→ **ESTRATTO DEL DOCUMENTO**:
■ ■ ■

Dato che non serve a "guarire", che cosa si ottiene con la terapia del dolore?

"Un miglioramento, spesso decisivo, della qualità della vita, e quindi del livello di attività del paziente. In grande maggioranza i nostri pazienti sono anziani, quindi curare il dolore vuol dire contribuire alla loro autonomia, che di per se stessa è curativa anche dal punto di vista del tono dell'umore e di capacità di reazione all'invecchiamento. I malati di cefalea, al contrario, sono in gran parte giovani, quindi nel pieno dell'attività lavorativa. Migliorarne la funzionalità, oltre a rendere migliori le condizioni individuali, riduce anche gli elevati costi sociali di queste patologie, che sono sia costi diretti (per le terapie) che indiretti, in termini di giornate lavorative perse".

In cosa consiste la terapia del dolore?

■ ■ ■

→ **DATI FORNITI**:
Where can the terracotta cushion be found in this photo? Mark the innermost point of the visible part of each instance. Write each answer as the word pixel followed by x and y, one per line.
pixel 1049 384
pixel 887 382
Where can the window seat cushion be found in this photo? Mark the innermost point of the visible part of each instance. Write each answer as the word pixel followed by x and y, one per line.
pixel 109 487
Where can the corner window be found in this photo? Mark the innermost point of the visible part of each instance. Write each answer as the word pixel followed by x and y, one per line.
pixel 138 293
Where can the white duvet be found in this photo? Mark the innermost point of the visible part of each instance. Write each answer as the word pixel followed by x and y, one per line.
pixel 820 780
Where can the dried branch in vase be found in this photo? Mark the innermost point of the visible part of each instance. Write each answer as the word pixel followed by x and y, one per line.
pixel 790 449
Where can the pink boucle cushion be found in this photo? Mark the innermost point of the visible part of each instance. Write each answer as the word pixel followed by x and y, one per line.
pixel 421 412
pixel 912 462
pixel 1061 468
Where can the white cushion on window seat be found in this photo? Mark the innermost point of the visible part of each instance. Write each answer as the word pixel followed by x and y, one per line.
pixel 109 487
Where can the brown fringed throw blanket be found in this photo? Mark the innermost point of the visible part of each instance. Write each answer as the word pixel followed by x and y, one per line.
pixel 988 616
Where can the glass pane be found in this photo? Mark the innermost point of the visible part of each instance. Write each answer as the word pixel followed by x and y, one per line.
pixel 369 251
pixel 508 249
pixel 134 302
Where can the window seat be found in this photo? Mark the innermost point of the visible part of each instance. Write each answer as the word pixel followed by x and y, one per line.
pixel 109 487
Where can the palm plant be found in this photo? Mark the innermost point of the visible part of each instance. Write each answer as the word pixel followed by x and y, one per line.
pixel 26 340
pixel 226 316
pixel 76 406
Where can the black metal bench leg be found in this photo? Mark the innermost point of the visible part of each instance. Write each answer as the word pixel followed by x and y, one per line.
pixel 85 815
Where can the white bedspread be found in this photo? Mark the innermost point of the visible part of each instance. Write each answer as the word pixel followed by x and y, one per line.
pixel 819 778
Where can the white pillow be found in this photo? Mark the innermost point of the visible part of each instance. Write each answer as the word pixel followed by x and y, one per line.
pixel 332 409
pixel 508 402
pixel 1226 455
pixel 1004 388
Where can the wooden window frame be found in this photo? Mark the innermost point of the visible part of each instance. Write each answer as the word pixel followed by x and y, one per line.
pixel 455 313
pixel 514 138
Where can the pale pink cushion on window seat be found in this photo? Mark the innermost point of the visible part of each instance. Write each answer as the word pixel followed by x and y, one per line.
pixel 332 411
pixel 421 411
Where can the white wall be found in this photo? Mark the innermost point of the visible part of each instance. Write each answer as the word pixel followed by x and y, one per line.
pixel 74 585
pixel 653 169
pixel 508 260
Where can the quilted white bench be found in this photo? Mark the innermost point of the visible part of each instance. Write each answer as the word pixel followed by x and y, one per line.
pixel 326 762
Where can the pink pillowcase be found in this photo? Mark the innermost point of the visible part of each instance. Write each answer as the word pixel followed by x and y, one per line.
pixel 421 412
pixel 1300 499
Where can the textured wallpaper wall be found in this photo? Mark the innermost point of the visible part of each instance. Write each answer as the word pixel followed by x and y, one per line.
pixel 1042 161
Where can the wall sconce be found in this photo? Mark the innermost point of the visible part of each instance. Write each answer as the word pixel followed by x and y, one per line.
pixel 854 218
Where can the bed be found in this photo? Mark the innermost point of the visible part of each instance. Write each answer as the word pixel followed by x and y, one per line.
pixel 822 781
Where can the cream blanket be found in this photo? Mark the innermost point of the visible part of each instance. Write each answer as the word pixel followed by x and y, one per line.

■ ■ ■

→ **COMPITO 1**: Riporta la parte dell'estratto sulla terapia del dolore da "Dato che non" fino a "consiste la terapia del dolore?" incluso.
→ **COMPITO 2**: Elenca, senza ripetizioni e nell'ordine in cui compaiono per la prima volta, tutte le parole dell'estratto sulla terapia del dolore che terminano in "-ità".
→ **COMPITO 3**: Riprendi l'estratto sulla terapia del dolore subito dopo la sua ultima frase.

→ **RISULTATO ATTESO 1**:
Dato che non serve a "guarire", che cosa si ottiene con la terapia del dolore?

"Un miglioramento, spesso decisivo, della qualità della vita, e quindi del livello di attività del paziente. In grande maggioranza i nostri pazienti sono anziani, quindi curare il dolore vuol dire contribuire alla loro autonomia, che di per se stessa è curativa anche dal punto di vista del tono dell'umore e di capacità di reazione all'invecchiamento. I malati di cefalea, al contrario, sono in gran parte giovani, quindi nel pieno dell'attività lavorativa. Migliorarne la funzionalità, oltre a rendere migliori le condizioni individuali, riduce anche gli elevati costi sociali di queste patologie, che sono sia costi diretti (per le terapie) che indiretti, in termini di giornate lavorative perse".

In cosa consiste la terapia del dolore?

→ **RISULTATO ATTESO 2**: qualità, attività, capacità, funzionalità

→ **RISULTATO ATTESO 3**:
"C'è un intervento di tipo farmacologico, che segue protocolli terapeutici abbastanza standardizzati (pur essendo ogni terapia personalizzata, esistono linee di guida generali), in cui si usano farmaci analgesici, i cosiddetti antinfiammatori non steroidi, poi oppiacei ed una serie di farmaci ad attività psicotropa, che agiscono sul sistema nervoso centrale, e si adottano come modulatori, cioè per potenziare gli analgesici. Poi ci sono tecniche di terapia del dolore cosiddetta "invasiva", con metodiche mediate sia dall'anestesia classica che dalla neurochirurgia, ad esempio l'impianto di cateteri permidollari (usati essenzialmente nei dolori neoplastici). Infine ci sono tecniche di biofeedback, tecniche di rilassamento, fino a interventi di tipo psicologico. Più che un singolo medico, infatti, la terapia del dolore richiede un centro ambulatoriale con specialisti di varie discipline, quindi, oltre all'antalgologo, un reumatologo, un ortopedico, uno psicologo eccetera".

Chi pratica la terapia del dolore in Italia e da quanto tempo?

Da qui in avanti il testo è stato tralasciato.